[start]

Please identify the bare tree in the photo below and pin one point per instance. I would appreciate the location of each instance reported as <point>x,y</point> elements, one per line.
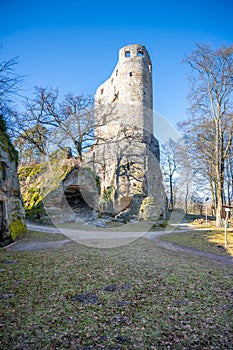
<point>209,129</point>
<point>49,124</point>
<point>169,166</point>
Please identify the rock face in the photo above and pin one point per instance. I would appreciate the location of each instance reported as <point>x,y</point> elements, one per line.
<point>126,154</point>
<point>12,216</point>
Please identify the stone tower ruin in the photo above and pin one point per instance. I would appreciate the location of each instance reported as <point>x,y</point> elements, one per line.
<point>126,154</point>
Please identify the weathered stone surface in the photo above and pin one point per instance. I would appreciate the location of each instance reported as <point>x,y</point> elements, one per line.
<point>12,216</point>
<point>150,209</point>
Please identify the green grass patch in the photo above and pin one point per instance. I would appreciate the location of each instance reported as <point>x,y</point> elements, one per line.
<point>172,301</point>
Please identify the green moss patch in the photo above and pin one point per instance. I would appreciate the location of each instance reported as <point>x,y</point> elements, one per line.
<point>17,227</point>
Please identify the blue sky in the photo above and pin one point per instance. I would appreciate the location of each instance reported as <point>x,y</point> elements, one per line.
<point>73,45</point>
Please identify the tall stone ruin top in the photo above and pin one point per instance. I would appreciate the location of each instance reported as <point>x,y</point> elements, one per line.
<point>127,94</point>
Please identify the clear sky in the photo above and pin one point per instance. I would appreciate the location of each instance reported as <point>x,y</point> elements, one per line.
<point>73,45</point>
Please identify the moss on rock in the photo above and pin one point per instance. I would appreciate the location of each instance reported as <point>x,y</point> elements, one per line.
<point>17,227</point>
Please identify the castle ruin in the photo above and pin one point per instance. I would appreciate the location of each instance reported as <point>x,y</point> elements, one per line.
<point>126,154</point>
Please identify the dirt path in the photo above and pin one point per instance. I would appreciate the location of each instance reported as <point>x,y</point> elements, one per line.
<point>109,239</point>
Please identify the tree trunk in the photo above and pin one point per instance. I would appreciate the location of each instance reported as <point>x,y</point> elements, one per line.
<point>171,192</point>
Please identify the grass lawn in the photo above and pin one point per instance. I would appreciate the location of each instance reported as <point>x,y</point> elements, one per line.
<point>137,296</point>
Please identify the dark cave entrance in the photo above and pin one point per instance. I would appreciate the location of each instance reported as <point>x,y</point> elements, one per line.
<point>76,201</point>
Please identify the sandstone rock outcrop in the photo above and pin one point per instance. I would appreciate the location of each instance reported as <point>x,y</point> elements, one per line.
<point>12,216</point>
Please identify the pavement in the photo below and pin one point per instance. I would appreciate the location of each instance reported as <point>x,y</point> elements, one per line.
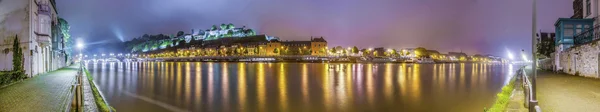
<point>558,92</point>
<point>517,99</point>
<point>89,102</point>
<point>48,92</point>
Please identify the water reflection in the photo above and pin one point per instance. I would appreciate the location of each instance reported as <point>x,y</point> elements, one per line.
<point>210,86</point>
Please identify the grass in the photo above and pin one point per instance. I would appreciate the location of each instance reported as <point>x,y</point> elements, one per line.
<point>503,98</point>
<point>103,107</point>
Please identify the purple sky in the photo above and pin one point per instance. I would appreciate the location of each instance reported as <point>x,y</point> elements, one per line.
<point>473,26</point>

[end]

→ Exercise details
Transcribe the preceding listing in its entirety and with exact wording, leaving out pictures.

→ Reply
Please identify the bare tree in the photo below and pin one point per instance. I would appreciate the location of each instance reported as <point>x,y</point> elements, one per line.
<point>209,129</point>
<point>49,124</point>
<point>169,166</point>
Please identify the rock face in the photo above and pin one point per instance. I would appreciate the location of each instance reported as <point>x,y</point> elements, one per line.
<point>126,154</point>
<point>12,216</point>
Please identify the stone tower ruin in the photo above and pin one point per instance. I would appreciate the location of each instance reported as <point>x,y</point> elements, one per line.
<point>126,154</point>
Please identify the weathered stone surface in the photo above and pin one point per instance. I would appreciate the location of each instance reported as <point>x,y</point> elements, one per line.
<point>12,216</point>
<point>150,209</point>
Please identify the green grass patch in the photo above and pin one point per instance. I would appreciate the location of each instance reported as <point>x,y</point> elements, one per line.
<point>172,301</point>
Please identify the green moss patch in the photo above and pin one point per instance. I would appreciate the location of each instance reported as <point>x,y</point> elements, one per line.
<point>17,227</point>
Please identify the blue sky in the photo above and pin one point per instance. I would appreciate the location of each instance reported as <point>x,y</point> elements, one per line.
<point>73,45</point>
Please identify the tall stone ruin top in the photo above and pin one point per instance. I would appreciate the location of each instance reported as <point>x,y</point> elements, one per line.
<point>127,94</point>
Please identify the clear sky in the photo above and pin one point per instance. I would appreciate the location of each instance reported as <point>x,y</point> elements, one per line.
<point>73,45</point>
Please identify the moss on rock in the photo above and pin one point per instance. I would appreciate the location of each instance reported as <point>x,y</point> elements, one per line.
<point>17,227</point>
Please identify the castle ruin in the photo above and pin one point per instance. I would appreciate the location of each instance reported as <point>x,y</point> elements, one per line.
<point>126,154</point>
Please identify the dirt path in the photo above and pin one point per instance. I would appreciate the location of each instance reported as <point>x,y</point> elements, one per line.
<point>109,239</point>
Please identify the tree trunk in the photo above and pin one point per instance. I would appreciate the location of each instance reported as <point>x,y</point> elements, one per line.
<point>171,192</point>
Please identify the grass lawn in the photo above and pin one point per instance. I would appreciate the location of each instance reported as <point>x,y</point> elements, one per line.
<point>137,296</point>
Please identify the dark cave entrance in the photo above and pin one point per instance. I would appreciate the location of each instance reported as <point>x,y</point> elements, one per line.
<point>76,201</point>
Please identify the sandstone rock outcrop in the photo above and pin one point per instance. I would appreciate the location of each instance reported as <point>x,y</point> elements, one per line.
<point>12,216</point>
Please identify the pavement in the photo below and pin one point per instance. I would appreciate the location of each instance reported as <point>x,y</point> elements, one per line.
<point>558,92</point>
<point>517,99</point>
<point>89,102</point>
<point>48,92</point>
Please identify the water reflection in the photo above and pin one point per instance. I would appreciate the location of each instance reported as <point>x,y</point> elements, one per line.
<point>210,86</point>
Please identify the grass in the photo above and pin one point per instance. I would appreciate the location of each instance reported as <point>x,y</point> elements, one per line.
<point>503,98</point>
<point>103,107</point>
Please identify the purple sky in the photo above and pin one point per instance. I would appreciate the location of each instance reported as <point>x,y</point> elements, one per line.
<point>473,26</point>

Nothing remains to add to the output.